◆ Data provided:
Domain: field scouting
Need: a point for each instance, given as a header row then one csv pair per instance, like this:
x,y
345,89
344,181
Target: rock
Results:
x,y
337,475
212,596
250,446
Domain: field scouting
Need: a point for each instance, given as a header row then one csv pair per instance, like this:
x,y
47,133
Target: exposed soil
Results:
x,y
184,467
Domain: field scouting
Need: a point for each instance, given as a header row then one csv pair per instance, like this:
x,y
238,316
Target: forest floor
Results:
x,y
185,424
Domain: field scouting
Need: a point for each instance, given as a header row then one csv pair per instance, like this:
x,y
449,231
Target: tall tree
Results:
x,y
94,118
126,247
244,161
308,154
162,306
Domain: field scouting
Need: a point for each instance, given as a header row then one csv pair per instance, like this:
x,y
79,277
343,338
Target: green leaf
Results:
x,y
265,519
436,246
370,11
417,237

◆ About this exercise:
Out of the data above, set down the lines from the one with "Target: exposed soil" to the one with "Target: tall tree", both included, exactly as written and with no additions.

◆ Output of the exercise:
Target: exposed soil
Results:
x,y
184,467
Domain: field scouting
Need: a point for each instance, given as a header row then one csv pair per instance, like this:
x,y
238,316
Target: forest floor
Results:
x,y
185,424
Domain: field scouting
Need: a point for each instance, given as a header row then one csv pair per instance, like this:
x,y
449,231
Target: tall tree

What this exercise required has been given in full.